- _TASK DETAILS_: Please give the data below again in full, exactly as it stands.

- _INPUT_:
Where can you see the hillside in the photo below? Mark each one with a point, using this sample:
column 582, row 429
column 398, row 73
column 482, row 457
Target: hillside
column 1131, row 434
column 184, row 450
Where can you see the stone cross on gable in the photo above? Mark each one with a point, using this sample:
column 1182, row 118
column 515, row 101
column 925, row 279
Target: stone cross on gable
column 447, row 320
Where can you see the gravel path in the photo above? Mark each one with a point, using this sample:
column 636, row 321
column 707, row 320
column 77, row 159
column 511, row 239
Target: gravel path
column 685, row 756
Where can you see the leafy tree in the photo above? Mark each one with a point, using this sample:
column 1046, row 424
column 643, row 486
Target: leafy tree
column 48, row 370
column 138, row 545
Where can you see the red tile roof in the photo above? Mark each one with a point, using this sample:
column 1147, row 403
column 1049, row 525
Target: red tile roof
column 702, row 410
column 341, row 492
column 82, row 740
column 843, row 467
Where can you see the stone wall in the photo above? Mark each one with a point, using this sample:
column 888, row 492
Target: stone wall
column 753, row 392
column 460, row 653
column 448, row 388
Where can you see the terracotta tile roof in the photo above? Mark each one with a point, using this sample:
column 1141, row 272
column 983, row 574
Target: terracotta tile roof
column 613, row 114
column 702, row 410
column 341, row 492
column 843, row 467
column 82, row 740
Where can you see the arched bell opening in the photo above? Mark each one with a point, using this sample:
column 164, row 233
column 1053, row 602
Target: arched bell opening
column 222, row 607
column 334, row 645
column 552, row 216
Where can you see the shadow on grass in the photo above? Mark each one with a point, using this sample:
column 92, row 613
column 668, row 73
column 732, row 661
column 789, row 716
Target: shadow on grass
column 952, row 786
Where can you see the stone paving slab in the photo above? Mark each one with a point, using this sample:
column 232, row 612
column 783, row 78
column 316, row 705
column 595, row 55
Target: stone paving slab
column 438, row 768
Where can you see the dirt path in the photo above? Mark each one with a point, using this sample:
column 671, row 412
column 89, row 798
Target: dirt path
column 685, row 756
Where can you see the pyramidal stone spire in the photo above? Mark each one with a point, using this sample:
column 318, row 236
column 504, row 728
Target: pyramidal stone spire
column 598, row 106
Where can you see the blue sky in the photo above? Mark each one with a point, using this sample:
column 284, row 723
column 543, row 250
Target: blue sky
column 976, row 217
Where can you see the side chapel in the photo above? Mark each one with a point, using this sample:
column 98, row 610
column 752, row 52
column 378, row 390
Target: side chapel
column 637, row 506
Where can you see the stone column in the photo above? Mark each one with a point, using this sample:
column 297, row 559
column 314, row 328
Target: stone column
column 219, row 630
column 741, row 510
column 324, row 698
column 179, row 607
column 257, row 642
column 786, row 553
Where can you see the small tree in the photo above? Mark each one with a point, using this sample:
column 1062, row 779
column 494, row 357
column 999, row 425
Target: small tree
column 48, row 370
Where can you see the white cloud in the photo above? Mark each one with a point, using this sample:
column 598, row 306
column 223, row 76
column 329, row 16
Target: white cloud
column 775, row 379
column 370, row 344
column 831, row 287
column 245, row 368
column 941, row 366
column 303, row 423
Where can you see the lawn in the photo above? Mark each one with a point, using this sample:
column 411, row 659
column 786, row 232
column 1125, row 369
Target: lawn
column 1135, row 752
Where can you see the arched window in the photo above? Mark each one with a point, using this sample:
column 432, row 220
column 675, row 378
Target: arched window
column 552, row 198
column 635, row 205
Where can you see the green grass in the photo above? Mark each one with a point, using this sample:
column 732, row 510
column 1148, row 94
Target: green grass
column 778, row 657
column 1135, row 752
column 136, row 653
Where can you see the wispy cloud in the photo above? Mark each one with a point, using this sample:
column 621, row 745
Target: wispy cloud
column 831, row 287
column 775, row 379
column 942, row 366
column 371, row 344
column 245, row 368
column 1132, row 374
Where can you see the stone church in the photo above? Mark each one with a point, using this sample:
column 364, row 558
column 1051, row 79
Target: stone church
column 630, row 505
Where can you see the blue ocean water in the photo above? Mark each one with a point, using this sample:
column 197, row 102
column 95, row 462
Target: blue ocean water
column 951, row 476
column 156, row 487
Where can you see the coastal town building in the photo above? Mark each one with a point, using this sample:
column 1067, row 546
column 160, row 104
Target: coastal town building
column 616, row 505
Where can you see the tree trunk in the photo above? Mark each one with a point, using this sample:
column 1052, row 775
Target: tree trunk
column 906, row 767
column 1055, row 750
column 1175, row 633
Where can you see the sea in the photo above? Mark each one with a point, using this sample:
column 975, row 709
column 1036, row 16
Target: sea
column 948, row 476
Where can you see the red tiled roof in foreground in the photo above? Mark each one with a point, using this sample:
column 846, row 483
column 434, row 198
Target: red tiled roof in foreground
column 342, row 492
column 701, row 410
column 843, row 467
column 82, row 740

- _WRITTEN ANSWER_:
Where can you see the hillside in the photo below? Mark each one with a point, using this sample:
column 582, row 429
column 398, row 73
column 482, row 457
Target: hillside
column 1131, row 434
column 184, row 450
Where can you see the stone cross on gable in the photo above? Mark each one with a point, using this sample:
column 1182, row 118
column 515, row 101
column 925, row 279
Target: stone cross on gable
column 447, row 320
Where can you see the gravel path in the photo above? Mark each one with a point, using this sample:
column 636, row 321
column 707, row 320
column 77, row 159
column 511, row 239
Target: gravel path
column 685, row 756
Where can you see the leafy tree in the photo above? Mark each one with a point, using this sample:
column 1046, row 424
column 643, row 486
Target: leafy tree
column 48, row 370
column 138, row 545
Where can you see the red tile roof in the photo above? Mark each one with a point, using this sample:
column 1147, row 403
column 1049, row 525
Target: red tile roof
column 702, row 410
column 341, row 492
column 82, row 740
column 843, row 467
Where can you see the stone wall in the photo above? Mark each one with a point, using this sample:
column 888, row 492
Target: stone wall
column 753, row 392
column 460, row 653
column 448, row 388
Where can you see the terracotta tile roof in the photo above? Mark each one with a point, using this sample:
column 1141, row 272
column 983, row 574
Target: terracotta tile roof
column 613, row 114
column 702, row 410
column 341, row 492
column 843, row 467
column 82, row 740
Where can you see the arched bell opening in the photo above? Mark each one with a point, using this sample:
column 164, row 233
column 1053, row 602
Target: arched bell opening
column 222, row 607
column 334, row 645
column 552, row 216
Where can you see the shadow on grass in the photo above? Mark each one with a point, using this sample:
column 92, row 613
column 668, row 73
column 732, row 661
column 789, row 716
Target: shadow on grass
column 952, row 786
Where can you see the stone paving slab in the photo above? Mark each one with a point, using this sample:
column 232, row 612
column 783, row 78
column 316, row 705
column 595, row 55
Target: stone paving slab
column 438, row 768
Where can you see the dirt path in the photo above? Mark each one with a point, using this sample:
column 671, row 412
column 89, row 798
Target: dirt path
column 685, row 756
Where can you see the pyramidal stone spire in the photo above? Mark each one with a point, using this sample:
column 318, row 236
column 504, row 728
Target: pyramidal stone spire
column 598, row 106
Where can you see the blue sky in the photo above? Mark each one with a point, using this sample:
column 284, row 723
column 543, row 250
Target: blue sky
column 976, row 217
Where can you see the side chapel in the photo above? Mark each one with a point, using this sample:
column 98, row 610
column 752, row 52
column 378, row 390
Target: side chapel
column 637, row 506
Where can you see the stone column in the photo above? Mark each one with a point, using this sample:
column 297, row 559
column 314, row 328
Target: stone column
column 219, row 630
column 741, row 510
column 324, row 698
column 179, row 607
column 257, row 642
column 786, row 553
Where can you see the small tree in the photo above? Mark each one with a point, using this sample:
column 1062, row 779
column 494, row 357
column 999, row 425
Target: small tree
column 48, row 370
Where can you see the white cloud in the photo above? Mark each one with a point, using this sample:
column 598, row 306
column 223, row 76
column 329, row 16
Target: white cloud
column 775, row 379
column 370, row 344
column 831, row 287
column 245, row 368
column 941, row 366
column 303, row 423
Where can you see the lawn in the photo above? Mark each one with a point, using this sample:
column 411, row 659
column 786, row 232
column 1125, row 369
Target: lawn
column 1135, row 752
Where can you see the arched window in the photo above? Mark each one with a point, using this sample:
column 432, row 220
column 675, row 378
Target: arched window
column 552, row 198
column 635, row 205
Where can you see the green grass in the photo above? Mark each one with a point, using this sample:
column 732, row 510
column 1148, row 94
Target: green grass
column 778, row 657
column 1135, row 752
column 136, row 653
Where can you see the wispy cloud in the photo above? Mark each one with a point, using this sample:
column 621, row 745
Target: wispy cloud
column 831, row 287
column 775, row 379
column 942, row 366
column 371, row 344
column 245, row 368
column 1132, row 374
Where can you see the stone church in the photo above? Mark each one with a point, using this sample:
column 364, row 558
column 1051, row 79
Target: stone church
column 630, row 505
Where can you see the blue ocean water in the photo above? Mark each one with a point, using this sample:
column 197, row 102
column 95, row 462
Target: blue ocean water
column 951, row 476
column 156, row 487
Where can you see the coastal town building in the photo above? Mark each one with a point, using this sample:
column 1067, row 546
column 160, row 104
Target: coastal town building
column 616, row 505
Where can you see the tree trunk in the photo above? Mark each one with a point, using this sample:
column 1052, row 775
Target: tree trunk
column 906, row 767
column 1055, row 750
column 1175, row 633
Where can you see the sea in the photo above? Mark each one with a point, using this sample:
column 975, row 709
column 1036, row 16
Target: sea
column 948, row 476
Where can you see the red tiled roof in foreground in the photo above? Mark each one with a point, using this sample:
column 846, row 483
column 434, row 198
Target: red tiled roof in foreground
column 342, row 492
column 701, row 410
column 843, row 467
column 82, row 740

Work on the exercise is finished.